> CHALLENGES
• 1. What is this sentence from the tractor forum thread in Spanish: "I have 2 acres with lots of dirt, gravel and flagstone to move."
• 2. Could you proceed with the tractor forum thread, picking up right after its last sentence?

> TEXT EXCERPT
# Tractor opinions From owners of JD790, NH TC30 & Kubota B7800



## GKP

Hello.  I am trying to get some opinions from owners\users of the JD 790, NH 30 & Kubota B7800 tractors.
 I am planning on purchasing a 4wd tractor with loader soon to do landscaping, construction and maintenance.  I have 2 acres with lots of dirt, gravel and flagstone to move. I am in North Eastern Utah.
  Locally we have a New Holland dealer (wants $17,900 for a TC30), John Deere @ 35 miles (wants $15,900 for a 790) and 3 Kubota dealers all about 120 miles away (wanting $16,200 for a B7800).. The only small used tractors I have found within 150 miles are a Kubota L2650DT with loader @ 2000 hours for $8,500 and a Kubota  B7100DT with loader @ 2500 hours for $5,500.
 Any suggestion or opinions on the tractors? Thanks.

Gavin


----------



## Melensdad

*Re: Tractor opinions from owners of JD790, NH TC30 & Kubota*

Gavin,
Interesting thing happened to me just before lunch today.  I happen to partially own a Kubota B2910 and fully own a NH TC24D.  The neighbor who I split ownership on the B2910 Tractor/loader/backhoe sold his share of the tractor/loader to a mutual friend of ours who also lives on the same road.  So now my neighbor is shopping for another tractor and asked me for some help.  He owns roughly 4.5 acres, mostly wooded.  His wife wants him to buy something else with a FEL to suppliment their garden tractor.   He is looking for something in the 24 to 30 hp range, but wonders if 30hp is too large for 4.5 acres.

> RECORD EXTRACTS
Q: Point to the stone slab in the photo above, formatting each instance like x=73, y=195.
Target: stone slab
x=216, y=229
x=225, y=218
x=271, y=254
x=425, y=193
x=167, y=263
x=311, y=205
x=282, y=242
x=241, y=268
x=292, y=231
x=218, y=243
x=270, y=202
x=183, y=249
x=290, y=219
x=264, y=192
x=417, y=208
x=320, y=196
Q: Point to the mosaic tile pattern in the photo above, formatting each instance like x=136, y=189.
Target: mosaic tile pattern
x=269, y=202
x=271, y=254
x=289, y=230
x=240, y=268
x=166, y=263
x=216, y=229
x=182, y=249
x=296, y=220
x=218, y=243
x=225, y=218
==
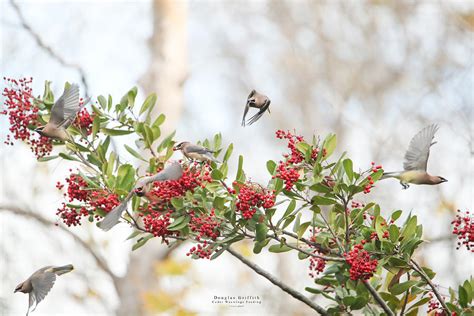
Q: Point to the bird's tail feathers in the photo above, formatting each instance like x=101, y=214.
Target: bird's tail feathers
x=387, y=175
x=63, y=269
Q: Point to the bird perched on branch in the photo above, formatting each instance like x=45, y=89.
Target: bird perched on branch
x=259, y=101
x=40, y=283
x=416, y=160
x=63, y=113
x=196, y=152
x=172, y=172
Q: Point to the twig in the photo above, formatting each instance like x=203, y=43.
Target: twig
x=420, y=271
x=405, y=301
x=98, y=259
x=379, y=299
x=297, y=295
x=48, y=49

> IN RESPONSE
• 1. Tengo 2 acres con mucha tierra, grava y lajas por mover.

• 2.
He is considering a NH TC30, NH TC24, Kubota B7610, B7800 and B2630.  One concern we both have is the backhoe, that he did not sell.  It must fit on the new tractor.  I'm pretty sure it would work with my TC24 except I have a mid-mount mower deck so that rules out using it on my tractor.  So he is considering the TC24 and TC30.

To help you a little with the pricing, my local dealership has a 2006 TC30, with loader, with R4 tires, with hydrostatic transmission on his lot.  It has 40 hours on the meter and is listed at $16,950.  He also has a 2004 New Holland TC24DA with 20 hours, FEL, R4 tires, Hydrostatic transmission for $13,500.  Both are "new" unsold tractors but both we sent out as loaner tractors a couple times.  Both prices are somewhat negotiable.

My take on the JD790 is that the operators platform is very cramped, I also feel like I sit higher up in the 790.  One other thing I don't like about it is that it doesn't have the hydrostatic transmission option.  I've owned both, I'm not giving up a HST on my property, but that is just my choice.

The TC24 and TC30 both are somewhat cramped operators platforms too.  I actually prefer the TC24 over the TC30, the ergonomic design is better.  The TC30 is basically an old Ford style design that has not been very much improved.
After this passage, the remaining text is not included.